Exercise instructions: Give as a JSON list of strings, one per line and leaving out blank lines, the text of the listing below, starting with the line containing "Where can the television be" and continuing through the end of the listing.
* Start Information shown *
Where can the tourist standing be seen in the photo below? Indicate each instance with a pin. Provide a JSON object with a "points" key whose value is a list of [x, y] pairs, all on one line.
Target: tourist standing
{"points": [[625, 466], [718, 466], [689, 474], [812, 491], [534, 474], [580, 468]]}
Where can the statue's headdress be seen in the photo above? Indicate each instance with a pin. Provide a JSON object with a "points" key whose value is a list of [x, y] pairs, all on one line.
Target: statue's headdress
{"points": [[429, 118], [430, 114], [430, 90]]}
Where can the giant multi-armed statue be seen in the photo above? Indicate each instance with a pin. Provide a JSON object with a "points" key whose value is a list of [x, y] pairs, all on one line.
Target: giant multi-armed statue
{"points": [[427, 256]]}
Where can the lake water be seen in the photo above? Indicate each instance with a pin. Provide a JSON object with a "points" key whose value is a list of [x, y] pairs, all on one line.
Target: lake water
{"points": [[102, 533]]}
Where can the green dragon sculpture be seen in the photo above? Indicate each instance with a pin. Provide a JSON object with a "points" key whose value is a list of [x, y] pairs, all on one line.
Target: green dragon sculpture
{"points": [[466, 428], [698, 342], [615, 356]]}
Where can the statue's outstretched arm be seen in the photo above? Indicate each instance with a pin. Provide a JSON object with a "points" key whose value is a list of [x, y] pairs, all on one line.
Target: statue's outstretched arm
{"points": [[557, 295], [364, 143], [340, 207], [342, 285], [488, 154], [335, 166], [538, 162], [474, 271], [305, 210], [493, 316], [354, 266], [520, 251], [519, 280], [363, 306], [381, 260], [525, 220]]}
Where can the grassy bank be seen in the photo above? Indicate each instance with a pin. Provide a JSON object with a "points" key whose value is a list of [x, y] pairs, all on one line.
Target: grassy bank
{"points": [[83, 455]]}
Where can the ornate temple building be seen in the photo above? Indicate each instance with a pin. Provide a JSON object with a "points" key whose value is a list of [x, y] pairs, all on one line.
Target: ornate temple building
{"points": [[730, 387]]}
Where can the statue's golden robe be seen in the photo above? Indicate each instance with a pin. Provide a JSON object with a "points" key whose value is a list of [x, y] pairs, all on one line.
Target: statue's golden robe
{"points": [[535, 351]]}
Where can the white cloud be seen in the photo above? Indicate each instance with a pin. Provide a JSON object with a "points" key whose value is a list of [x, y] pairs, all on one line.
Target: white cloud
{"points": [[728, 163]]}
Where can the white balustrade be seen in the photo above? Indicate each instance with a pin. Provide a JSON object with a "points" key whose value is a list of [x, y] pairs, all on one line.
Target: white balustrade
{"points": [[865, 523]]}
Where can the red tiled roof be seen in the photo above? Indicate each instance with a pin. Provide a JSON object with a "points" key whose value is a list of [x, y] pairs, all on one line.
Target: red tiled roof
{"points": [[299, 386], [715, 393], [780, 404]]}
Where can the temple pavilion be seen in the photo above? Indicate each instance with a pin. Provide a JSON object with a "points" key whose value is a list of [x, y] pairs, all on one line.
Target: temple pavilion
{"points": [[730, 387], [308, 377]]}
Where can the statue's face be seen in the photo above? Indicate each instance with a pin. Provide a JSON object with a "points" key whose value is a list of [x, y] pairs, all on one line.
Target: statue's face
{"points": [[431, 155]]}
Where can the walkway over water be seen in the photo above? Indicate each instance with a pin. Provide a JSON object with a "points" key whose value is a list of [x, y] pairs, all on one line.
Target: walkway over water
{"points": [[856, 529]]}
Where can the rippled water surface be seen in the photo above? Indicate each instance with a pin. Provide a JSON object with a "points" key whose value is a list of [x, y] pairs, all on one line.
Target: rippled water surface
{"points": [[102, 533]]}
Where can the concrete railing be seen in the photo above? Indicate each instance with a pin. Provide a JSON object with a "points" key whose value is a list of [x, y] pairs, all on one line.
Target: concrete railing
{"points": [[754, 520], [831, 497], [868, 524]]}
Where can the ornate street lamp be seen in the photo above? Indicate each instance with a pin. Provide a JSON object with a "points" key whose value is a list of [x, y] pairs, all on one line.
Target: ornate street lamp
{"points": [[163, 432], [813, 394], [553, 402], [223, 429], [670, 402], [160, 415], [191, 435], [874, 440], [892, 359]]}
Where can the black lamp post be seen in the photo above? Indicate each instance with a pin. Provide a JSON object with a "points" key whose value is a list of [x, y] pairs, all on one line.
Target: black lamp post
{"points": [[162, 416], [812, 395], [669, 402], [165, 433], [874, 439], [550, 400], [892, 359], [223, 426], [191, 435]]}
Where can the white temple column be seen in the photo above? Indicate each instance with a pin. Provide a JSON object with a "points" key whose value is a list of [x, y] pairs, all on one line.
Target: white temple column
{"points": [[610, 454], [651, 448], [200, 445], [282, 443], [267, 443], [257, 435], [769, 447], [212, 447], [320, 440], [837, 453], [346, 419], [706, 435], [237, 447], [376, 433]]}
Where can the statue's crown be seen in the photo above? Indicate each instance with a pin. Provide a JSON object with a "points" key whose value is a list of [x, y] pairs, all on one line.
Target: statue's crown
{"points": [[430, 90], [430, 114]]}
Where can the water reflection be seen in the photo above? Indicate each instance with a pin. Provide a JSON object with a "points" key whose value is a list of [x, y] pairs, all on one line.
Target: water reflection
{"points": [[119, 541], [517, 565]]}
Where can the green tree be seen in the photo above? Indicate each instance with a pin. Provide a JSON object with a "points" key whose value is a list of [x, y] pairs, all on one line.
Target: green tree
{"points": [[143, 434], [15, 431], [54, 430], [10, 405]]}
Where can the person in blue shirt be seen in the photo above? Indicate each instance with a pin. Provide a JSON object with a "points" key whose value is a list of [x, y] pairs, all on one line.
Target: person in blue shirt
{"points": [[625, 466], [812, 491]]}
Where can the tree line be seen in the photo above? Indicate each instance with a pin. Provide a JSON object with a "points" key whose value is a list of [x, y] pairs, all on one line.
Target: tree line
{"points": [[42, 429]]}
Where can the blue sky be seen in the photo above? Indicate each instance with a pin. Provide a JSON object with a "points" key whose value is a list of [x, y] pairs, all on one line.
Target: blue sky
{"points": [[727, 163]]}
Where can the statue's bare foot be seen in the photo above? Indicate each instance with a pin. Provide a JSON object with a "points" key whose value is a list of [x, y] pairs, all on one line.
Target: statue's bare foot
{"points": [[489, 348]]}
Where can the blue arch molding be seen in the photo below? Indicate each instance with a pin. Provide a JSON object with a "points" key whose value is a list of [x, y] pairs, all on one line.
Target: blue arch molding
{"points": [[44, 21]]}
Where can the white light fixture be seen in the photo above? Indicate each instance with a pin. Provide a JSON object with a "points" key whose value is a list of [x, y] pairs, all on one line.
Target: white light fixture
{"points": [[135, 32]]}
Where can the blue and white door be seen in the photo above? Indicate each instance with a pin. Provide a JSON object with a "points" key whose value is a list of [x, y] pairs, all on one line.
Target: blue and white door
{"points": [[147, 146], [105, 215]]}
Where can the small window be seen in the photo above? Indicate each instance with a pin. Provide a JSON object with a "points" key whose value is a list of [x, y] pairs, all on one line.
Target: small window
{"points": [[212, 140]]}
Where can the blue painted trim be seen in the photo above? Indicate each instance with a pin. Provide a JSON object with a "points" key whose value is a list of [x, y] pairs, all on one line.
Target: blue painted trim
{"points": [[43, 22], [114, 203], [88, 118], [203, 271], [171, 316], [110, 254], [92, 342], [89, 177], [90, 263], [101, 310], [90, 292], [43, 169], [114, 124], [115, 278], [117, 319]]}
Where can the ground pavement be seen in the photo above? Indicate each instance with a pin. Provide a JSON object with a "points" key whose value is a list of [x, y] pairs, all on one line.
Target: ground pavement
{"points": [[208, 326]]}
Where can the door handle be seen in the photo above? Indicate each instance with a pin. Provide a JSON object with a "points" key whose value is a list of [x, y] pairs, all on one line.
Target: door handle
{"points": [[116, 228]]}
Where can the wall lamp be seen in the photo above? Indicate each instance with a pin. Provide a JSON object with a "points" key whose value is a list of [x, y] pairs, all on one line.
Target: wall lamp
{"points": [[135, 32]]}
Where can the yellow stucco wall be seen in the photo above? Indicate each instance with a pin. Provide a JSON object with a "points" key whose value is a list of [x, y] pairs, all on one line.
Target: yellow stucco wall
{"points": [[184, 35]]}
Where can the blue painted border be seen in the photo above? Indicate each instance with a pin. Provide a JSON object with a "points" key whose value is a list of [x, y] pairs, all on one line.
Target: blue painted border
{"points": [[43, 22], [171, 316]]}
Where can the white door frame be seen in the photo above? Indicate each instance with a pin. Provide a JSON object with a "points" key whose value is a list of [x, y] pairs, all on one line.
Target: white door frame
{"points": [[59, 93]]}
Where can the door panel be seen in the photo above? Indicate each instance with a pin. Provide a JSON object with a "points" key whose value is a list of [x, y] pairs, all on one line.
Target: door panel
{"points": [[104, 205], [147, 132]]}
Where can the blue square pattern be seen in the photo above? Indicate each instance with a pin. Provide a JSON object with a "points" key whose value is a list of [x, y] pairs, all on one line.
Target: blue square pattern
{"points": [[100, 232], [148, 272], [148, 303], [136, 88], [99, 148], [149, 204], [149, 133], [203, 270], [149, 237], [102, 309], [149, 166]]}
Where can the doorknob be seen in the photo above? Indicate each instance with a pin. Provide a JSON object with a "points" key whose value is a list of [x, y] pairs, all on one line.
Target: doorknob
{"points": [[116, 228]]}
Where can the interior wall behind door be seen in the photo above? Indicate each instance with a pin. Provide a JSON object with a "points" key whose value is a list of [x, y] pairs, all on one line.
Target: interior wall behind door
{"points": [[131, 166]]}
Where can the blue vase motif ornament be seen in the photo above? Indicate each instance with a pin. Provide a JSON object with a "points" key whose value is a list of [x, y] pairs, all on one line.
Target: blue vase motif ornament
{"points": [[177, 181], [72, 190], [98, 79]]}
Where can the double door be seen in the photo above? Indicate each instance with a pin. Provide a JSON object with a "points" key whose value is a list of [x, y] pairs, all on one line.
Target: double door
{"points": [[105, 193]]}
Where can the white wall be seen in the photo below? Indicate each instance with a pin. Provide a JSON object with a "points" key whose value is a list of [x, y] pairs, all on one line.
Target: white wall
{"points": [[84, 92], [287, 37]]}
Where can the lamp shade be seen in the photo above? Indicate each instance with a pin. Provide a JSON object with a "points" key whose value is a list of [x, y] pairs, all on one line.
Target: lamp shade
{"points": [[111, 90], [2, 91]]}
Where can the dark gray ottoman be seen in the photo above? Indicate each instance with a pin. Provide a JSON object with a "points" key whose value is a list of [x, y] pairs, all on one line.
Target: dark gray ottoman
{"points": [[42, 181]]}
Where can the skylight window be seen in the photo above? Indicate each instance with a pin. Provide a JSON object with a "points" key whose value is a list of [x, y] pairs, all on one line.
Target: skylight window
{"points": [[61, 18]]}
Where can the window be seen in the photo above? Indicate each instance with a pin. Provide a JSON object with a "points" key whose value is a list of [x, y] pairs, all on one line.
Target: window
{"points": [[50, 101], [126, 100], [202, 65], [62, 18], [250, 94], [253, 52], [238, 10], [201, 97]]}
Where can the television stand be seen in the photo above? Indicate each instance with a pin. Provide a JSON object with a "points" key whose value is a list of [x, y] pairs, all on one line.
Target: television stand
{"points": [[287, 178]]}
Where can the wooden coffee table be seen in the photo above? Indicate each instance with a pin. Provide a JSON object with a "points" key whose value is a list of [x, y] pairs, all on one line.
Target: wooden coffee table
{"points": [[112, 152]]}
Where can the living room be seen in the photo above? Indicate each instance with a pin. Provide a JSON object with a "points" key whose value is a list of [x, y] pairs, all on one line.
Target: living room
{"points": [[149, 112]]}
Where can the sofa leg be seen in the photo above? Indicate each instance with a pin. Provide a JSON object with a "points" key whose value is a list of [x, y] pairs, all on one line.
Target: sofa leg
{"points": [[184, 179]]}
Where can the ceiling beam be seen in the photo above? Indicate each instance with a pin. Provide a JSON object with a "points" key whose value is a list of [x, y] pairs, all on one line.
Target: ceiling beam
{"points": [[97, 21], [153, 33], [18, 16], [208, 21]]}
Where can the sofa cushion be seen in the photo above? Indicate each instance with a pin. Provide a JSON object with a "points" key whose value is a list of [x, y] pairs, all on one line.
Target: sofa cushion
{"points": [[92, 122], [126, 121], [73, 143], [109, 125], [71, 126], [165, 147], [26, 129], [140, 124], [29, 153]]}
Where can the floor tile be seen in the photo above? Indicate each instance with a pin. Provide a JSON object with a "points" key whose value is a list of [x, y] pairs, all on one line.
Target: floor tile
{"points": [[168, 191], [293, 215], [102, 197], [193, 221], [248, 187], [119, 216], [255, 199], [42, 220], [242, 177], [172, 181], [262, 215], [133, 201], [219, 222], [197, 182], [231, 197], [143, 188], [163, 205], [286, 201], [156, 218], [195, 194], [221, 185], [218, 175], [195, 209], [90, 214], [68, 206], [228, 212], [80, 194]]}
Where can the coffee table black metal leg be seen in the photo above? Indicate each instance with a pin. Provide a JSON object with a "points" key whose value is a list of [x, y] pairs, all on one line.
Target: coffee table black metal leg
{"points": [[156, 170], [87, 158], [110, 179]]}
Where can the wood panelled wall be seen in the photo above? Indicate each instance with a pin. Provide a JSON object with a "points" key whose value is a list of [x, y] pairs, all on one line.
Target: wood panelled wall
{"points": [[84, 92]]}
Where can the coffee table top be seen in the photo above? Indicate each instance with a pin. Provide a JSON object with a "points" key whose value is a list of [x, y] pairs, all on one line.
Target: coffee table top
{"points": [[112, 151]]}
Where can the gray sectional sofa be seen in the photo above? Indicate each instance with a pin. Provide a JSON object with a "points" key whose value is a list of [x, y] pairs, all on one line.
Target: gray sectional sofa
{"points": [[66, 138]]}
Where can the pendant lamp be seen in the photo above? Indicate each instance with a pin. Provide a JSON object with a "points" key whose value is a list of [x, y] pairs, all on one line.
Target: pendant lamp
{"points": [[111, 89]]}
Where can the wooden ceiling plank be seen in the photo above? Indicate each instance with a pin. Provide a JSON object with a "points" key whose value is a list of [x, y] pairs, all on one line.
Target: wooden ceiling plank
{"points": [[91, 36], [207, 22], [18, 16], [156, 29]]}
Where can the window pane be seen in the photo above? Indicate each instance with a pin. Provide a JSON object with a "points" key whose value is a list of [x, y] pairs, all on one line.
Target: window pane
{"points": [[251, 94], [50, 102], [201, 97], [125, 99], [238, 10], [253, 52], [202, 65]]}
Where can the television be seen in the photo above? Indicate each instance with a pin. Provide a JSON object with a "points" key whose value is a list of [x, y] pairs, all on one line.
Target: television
* End Information shown *
Answer to this task:
[
  "Where can the television be seen in the photo above? Indicate each instance with a pin. Provide a JSON object with a \"points\" key whose value is a list of [x, y] pairs, all on one line.",
  "Target: television"
]